Copy out, word for word, the stretch of the records from the line containing "Where can you find the seat" through the end of the records.

> **Dataset rows**:

+ + +

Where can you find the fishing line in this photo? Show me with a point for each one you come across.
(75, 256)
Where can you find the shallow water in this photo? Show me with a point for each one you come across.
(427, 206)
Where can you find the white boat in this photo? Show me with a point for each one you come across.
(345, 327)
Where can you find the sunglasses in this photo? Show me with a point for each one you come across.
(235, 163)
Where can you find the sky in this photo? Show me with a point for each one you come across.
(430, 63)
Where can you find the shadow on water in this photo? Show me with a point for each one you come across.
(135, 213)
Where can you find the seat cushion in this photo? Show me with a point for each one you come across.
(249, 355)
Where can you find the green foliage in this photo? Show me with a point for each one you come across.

+ + +

> **Task solution**:
Where can you find the seat cushion in this photo? Show me with a point for each one you come across.
(249, 355)
Where can you find the green foliage in this photo? Show me with a point for each one you come across.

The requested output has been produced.